* [YANG DIKERJAKAN]
a – Apakah pernyataan berikut sesuai dengan teks tentang Ayub? (i) Ayub mempunyai tujuh anak laki-laki dan tiga anak perempuan. (ii) Ayub kurang memperhatikan kehidupan rohani anak-anaknya. (iii) Teks ini mencoba menjawab pertanyaan-pertanyaan tadi berdasarkan pengalaman Ayub. Jawab ya atau tidak untuk masing-masing, sertakan kutipan kata-kata dari teks yang menentukan jawabannya.
b – Tuliskan ulang tanpa perubahan bagian teks tentang Ayub mulai dari "[postingan number=3 tag= ‘tuhan-yesus’]" sampai dengan "terarah kepada anak-anaknya.", kata-kata terakhir itu ikut disertakan.

* [BLOK TEKS]
·····

Benarkah Tuhan mengizinkan Iblis untuk mencobai manusia? Kok bisa-bisanya Iblis mendekati dan membujuk Tuhan? Mengapa orang-orang saleh juga mengalami penderitaan?
Pertanyaan-pertanyaan di atas sudah jamak ditanyakan orang-orang. Di sini kita akan mencoba menjawabnya berdasarkan pengalaman dari seorang tokoh Kitab Suci yang bernama Ayub.
[postingan number=3 tag= ‘tuhan-yesus’]
Kitab Suci menyebutkan bahwa Ayub adalah seorang yang saleh dan jujur; ia takut akan Tuhan dan menjauhi kejahatan. Ia mempunyai tujuh anak laki-laki dan tiga anak perempuan. Ia adalah orang tua yang baik bagi anak-anaknya. Ia sangat memperhatikan kesejahteraan rohani anak-anaknya. Ia memperhatikan kelakuan dan gaya hidup mereka, berdoa agar mereka terpelihara dari yang jahat dan mengalami berkat dan keselamatan Allah. Boleh dikatakan bahwa dia adalah contoh seorang ayah yang hatinya terarah kepada anak-anaknya.

·····

* [DATA TERSEDIA]
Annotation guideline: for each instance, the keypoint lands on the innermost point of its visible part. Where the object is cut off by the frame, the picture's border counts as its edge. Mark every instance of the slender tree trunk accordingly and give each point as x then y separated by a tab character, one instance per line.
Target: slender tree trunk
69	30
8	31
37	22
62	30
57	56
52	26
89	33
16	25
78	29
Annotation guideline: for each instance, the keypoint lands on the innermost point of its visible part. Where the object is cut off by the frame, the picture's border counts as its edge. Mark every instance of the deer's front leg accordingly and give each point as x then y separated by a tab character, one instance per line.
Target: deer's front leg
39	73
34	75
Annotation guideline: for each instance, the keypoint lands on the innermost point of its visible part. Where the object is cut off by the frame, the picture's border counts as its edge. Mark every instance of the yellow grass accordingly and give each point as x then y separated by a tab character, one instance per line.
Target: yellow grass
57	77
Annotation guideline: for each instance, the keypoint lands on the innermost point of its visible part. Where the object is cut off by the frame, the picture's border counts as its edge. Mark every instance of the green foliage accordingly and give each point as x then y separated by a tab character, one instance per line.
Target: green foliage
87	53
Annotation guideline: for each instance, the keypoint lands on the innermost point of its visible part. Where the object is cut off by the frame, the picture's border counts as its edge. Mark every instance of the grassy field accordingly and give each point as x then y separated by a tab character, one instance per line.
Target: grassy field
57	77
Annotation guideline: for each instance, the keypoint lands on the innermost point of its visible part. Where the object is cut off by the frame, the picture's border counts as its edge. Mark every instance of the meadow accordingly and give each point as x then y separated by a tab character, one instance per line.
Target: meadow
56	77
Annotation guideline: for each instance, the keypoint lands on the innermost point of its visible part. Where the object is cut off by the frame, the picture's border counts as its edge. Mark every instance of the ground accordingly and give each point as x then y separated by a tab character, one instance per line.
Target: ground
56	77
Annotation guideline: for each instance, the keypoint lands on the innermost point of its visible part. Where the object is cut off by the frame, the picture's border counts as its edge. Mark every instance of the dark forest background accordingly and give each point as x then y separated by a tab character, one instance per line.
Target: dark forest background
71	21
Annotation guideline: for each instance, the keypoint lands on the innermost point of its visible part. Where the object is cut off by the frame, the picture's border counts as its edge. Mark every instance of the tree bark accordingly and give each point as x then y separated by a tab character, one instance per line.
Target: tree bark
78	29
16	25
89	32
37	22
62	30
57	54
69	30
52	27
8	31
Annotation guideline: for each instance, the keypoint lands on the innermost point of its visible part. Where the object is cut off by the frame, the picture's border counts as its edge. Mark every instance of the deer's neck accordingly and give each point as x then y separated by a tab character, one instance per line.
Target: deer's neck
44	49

·····

* [JAWABAN AKHIR]
a –
(i) Ya: "Ia mempunyai tujuh anak laki-laki dan tiga anak perempuan."
(ii) Tidak: "Ia sangat memperhatikan kesejahteraan rohani anak-anaknya."
(iii) Ya: "Di sini kita akan mencoba menjawabnya berdasarkan pengalaman dari seorang tokoh Kitab Suci yang bernama Ayub."

b –
[postingan number=3 tag= ‘tuhan-yesus’]
Kitab Suci menyebutkan bahwa Ayub adalah seorang yang saleh dan jujur; ia takut akan Tuhan dan menjauhi kejahatan. Ia mempunyai tujuh anak laki-laki dan tiga anak perempuan. Ia adalah orang tua yang baik bagi anak-anaknya. Ia sangat memperhatikan kesejahteraan rohani anak-anaknya. Ia memperhatikan kelakuan dan gaya hidup mereka, berdoa agar mereka terpelihara dari yang jahat dan mengalami berkat dan keselamatan Allah. Boleh dikatakan bahwa dia adalah contoh seorang ayah yang hatinya terarah kepada anak-anaknya.